──────── SUPPLIED INFORMATION

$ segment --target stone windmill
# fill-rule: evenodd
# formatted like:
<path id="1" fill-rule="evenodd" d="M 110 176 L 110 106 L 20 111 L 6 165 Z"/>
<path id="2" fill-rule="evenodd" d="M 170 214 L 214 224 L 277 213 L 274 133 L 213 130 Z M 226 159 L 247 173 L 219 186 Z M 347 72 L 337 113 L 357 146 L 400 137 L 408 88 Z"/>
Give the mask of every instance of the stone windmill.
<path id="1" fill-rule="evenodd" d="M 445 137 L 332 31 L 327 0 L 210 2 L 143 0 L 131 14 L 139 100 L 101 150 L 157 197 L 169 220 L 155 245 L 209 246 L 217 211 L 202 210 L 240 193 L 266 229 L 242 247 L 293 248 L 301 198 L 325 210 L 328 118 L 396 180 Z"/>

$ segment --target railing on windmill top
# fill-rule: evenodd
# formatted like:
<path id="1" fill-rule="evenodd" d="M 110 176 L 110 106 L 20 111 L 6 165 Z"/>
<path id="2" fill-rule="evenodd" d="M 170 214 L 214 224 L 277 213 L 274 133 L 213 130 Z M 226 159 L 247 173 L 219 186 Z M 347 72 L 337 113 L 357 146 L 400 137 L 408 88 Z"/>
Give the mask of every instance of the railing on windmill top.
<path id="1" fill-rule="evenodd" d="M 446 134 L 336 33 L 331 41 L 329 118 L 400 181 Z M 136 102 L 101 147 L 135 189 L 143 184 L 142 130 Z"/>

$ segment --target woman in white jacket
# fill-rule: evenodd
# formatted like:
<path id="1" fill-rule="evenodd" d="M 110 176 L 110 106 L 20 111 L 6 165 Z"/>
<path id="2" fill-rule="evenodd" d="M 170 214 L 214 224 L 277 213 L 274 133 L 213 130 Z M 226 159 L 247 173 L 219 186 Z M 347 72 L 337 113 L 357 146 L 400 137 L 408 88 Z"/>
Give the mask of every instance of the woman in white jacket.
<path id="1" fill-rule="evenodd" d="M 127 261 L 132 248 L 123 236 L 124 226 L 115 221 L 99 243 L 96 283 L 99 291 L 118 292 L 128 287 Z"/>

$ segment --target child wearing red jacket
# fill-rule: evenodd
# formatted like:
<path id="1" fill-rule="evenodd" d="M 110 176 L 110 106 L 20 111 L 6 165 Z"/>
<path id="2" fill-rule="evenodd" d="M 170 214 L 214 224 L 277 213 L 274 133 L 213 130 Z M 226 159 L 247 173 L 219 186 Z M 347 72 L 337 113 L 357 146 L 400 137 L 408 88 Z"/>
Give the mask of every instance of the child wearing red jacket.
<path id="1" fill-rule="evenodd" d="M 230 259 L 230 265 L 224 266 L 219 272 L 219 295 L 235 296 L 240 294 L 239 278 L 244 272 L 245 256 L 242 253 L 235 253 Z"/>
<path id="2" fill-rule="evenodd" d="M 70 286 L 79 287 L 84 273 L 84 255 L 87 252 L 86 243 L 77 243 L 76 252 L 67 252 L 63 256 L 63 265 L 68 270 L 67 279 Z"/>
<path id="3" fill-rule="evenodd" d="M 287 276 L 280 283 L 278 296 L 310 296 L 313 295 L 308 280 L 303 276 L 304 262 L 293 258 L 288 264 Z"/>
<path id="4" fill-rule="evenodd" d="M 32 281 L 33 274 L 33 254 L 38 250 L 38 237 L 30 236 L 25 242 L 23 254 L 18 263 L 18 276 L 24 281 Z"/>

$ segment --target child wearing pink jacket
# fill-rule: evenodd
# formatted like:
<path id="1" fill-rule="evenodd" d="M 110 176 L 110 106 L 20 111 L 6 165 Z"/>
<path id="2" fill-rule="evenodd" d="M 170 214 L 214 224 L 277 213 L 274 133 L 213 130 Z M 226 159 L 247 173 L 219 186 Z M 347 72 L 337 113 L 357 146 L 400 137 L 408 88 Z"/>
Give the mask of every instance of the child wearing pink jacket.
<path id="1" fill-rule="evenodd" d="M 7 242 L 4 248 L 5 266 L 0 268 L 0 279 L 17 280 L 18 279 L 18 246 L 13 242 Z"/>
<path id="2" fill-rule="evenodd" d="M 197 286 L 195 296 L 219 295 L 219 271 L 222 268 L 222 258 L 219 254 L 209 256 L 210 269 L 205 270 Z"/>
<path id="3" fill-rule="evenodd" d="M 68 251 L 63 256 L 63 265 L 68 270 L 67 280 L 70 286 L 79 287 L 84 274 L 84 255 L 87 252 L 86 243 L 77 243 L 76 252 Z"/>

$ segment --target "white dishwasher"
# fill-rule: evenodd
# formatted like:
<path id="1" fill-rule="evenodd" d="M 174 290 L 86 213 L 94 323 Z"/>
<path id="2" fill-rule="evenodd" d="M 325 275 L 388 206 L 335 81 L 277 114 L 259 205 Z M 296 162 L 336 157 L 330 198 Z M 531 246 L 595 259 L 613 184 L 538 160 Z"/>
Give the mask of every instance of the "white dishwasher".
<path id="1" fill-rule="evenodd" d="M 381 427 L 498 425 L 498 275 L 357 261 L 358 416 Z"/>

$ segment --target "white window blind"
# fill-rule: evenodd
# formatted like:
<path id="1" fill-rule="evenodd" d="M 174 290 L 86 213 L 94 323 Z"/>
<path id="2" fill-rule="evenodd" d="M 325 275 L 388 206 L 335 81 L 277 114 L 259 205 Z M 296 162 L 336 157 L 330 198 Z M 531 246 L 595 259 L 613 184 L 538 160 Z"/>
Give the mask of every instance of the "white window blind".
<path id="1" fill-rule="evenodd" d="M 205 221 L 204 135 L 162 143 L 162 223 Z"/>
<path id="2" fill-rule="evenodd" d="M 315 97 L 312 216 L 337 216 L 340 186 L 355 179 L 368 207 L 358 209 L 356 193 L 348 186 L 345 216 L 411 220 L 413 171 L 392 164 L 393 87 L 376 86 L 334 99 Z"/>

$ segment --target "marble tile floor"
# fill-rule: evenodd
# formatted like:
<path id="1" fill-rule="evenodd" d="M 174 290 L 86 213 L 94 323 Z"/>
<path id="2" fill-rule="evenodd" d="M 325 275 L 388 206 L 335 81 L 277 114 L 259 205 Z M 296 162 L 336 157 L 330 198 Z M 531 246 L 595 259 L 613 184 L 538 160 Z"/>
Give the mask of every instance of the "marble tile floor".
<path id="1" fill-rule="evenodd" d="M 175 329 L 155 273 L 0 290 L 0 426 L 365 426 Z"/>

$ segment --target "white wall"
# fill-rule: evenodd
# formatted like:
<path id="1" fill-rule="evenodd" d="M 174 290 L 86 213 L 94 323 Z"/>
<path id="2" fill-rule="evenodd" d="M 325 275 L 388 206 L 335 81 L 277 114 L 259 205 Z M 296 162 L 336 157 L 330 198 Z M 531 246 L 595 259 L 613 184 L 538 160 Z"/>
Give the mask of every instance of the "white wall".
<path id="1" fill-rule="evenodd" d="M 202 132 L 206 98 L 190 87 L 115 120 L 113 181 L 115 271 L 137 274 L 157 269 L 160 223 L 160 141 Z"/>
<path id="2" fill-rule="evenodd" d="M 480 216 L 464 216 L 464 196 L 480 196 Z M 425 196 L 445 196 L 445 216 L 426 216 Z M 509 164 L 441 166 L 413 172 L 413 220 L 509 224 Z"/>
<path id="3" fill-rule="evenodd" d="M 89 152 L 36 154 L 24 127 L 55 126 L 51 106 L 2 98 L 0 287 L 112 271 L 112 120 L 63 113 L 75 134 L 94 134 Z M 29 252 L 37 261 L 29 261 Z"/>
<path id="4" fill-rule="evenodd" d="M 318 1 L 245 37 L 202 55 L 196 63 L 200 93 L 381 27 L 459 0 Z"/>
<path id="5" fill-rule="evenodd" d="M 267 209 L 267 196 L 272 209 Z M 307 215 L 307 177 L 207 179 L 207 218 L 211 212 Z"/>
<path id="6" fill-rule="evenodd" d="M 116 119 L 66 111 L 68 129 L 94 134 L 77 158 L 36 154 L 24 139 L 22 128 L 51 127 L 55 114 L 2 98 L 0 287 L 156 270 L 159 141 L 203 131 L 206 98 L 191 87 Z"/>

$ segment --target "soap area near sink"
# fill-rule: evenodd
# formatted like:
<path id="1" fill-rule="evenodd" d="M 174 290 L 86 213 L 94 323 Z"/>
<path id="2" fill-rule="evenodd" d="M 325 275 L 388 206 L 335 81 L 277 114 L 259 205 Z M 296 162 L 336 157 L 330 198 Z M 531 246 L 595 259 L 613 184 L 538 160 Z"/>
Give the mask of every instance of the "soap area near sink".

────────────────

▶ **INSTRUCTIONS FOR THE TASK**: All lines with the string "sink" must be copied from the data.

▶ **REPLY TO THE TASK**:
$ segment --target "soap area near sink"
Give the mask of every instance of the "soap area near sink".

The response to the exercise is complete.